_Ejercicio 1:_ Transcribe del texto sobre el terremoto el fragmento que empieza en "Mi terremoto privado" y termina en "vivir para contarlo.".

_Fragmento de origen:_
------------------------

Soundtrack Vital

Un compendio irresistiblemente evocador inspirado en los accidentes vitales de Lucho Tapia y Guary Opazo.

Saturday, June 02, 2007

Bone Machine, Pixies (1988)

Mi terremoto privado


Yo vengo de un país francamente curioso. Todos quienes nacimos allí sabemos, sin necesitar ninguna demostración razonable, que durante nuestras vidas seremos testigos de más de algún desastre masivo, una catástrofe destructora del paisaje circundante y responsable que las vidas de muchos inocentes compatriotas sean borradas de un plumazo. Tal catástrofe puede manifestarse de variadas y coloridas maneras: inundaciones, erupciones volcánicas o golpes de estado, aunque más a menudo resulta ser un movimiento telúrico considerable. Un terremoto tan devastador que uno recordará por siempre -si es que, claro, uno tiene la suerte de vivir para contarlo.

------------------------

_Entradas proporcionadas:_
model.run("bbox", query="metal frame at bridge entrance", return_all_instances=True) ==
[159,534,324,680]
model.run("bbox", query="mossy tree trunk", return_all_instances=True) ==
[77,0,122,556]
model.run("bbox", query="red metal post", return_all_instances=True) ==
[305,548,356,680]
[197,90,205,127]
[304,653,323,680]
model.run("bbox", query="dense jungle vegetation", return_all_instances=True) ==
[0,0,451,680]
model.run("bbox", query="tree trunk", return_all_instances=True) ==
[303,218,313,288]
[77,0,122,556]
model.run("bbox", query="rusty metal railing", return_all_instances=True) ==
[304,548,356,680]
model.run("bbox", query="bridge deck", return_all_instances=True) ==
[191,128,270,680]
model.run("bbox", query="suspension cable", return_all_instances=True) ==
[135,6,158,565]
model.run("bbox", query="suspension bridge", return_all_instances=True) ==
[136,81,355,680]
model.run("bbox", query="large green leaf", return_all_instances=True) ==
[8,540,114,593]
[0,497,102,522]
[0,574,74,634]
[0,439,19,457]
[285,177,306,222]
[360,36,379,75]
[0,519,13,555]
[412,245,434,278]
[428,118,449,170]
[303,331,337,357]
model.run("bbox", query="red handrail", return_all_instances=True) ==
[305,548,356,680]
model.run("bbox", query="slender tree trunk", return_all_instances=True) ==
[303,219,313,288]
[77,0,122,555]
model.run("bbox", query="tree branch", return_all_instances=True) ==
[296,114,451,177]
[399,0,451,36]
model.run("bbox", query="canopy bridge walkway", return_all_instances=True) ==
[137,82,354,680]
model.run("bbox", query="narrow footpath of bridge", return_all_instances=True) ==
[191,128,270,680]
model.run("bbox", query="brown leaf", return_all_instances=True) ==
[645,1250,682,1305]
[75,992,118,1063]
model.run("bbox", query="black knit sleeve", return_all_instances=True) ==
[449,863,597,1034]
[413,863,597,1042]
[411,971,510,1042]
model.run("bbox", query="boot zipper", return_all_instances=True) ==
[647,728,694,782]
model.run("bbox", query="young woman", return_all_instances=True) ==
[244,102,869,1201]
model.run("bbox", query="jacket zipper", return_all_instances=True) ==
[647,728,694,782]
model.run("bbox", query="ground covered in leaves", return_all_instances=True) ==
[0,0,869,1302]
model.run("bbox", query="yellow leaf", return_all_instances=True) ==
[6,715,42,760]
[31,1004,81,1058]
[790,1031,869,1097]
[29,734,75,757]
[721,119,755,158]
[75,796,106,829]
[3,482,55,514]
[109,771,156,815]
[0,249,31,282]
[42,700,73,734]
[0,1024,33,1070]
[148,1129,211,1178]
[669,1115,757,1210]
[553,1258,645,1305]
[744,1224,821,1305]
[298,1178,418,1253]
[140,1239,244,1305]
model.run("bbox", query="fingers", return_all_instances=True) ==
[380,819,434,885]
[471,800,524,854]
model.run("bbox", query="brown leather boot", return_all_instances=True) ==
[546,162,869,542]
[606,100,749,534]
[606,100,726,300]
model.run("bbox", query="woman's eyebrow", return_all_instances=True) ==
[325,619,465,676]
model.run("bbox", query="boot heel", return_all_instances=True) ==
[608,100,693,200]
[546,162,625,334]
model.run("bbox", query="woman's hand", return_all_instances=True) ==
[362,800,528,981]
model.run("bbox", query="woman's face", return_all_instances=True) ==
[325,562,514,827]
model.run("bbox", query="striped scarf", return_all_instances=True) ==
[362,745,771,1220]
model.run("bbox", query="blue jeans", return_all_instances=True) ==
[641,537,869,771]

------------------------

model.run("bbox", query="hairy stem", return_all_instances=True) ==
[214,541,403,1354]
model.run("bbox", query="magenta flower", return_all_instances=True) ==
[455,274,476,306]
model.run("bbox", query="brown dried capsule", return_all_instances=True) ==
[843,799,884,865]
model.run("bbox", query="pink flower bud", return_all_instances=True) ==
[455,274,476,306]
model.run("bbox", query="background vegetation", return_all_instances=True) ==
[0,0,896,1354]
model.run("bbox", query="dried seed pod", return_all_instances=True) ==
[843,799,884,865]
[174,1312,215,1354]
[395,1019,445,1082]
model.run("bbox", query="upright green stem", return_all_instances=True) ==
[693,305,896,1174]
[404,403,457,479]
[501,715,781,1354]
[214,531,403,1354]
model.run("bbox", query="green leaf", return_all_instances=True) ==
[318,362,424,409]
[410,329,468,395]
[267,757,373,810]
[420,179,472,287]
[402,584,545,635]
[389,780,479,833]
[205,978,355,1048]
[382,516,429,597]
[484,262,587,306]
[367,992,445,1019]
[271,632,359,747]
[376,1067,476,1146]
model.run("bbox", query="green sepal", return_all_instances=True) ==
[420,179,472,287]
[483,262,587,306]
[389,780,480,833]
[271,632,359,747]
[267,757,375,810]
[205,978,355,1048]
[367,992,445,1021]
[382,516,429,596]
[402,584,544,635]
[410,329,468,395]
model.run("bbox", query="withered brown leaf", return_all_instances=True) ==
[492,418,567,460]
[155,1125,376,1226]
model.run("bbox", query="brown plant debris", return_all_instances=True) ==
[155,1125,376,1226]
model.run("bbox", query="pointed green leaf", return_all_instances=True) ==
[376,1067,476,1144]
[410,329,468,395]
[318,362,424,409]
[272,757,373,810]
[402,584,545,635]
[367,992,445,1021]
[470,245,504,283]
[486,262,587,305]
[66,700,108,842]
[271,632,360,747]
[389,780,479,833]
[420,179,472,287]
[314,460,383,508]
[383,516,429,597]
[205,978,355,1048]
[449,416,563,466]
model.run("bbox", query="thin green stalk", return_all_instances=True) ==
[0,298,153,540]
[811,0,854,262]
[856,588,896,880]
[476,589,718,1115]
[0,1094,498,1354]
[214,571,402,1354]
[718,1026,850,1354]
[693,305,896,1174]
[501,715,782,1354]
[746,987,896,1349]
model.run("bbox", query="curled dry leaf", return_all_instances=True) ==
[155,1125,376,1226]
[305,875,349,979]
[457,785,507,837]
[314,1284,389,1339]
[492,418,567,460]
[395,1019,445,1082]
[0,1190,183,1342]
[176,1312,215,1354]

------------------------

_Ejercicio 2:_ Reúne todas las líneas del listado que contengan la palabra "suspension".

_Resultado de la tarea 1:_
Mi terremoto privado


Yo vengo de un país francamente curioso. Todos quienes nacimos allí sabemos, sin necesitar ninguna demostración razonable, que durante nuestras vidas seremos testigos de más de algún desastre masivo, una catástrofe destructora del paisaje circundante y responsable que las vidas de muchos inocentes compatriotas sean borradas de un plumazo. Tal catástrofe puede manifestarse de variadas y coloridas maneras: inundaciones, erupciones volcánicas o golpes de estado, aunque más a menudo resulta ser un movimiento telúrico considerable. Un terremoto tan devastador que uno recordará por siempre -si es que, claro, uno tiene la suerte de vivir para contarlo.

_Resultado de la tarea 2:_
model.run("bbox", query="suspension cable", return_all_instances=True) ==
model.run("bbox", query="suspension bridge", return_all_instances=True) ==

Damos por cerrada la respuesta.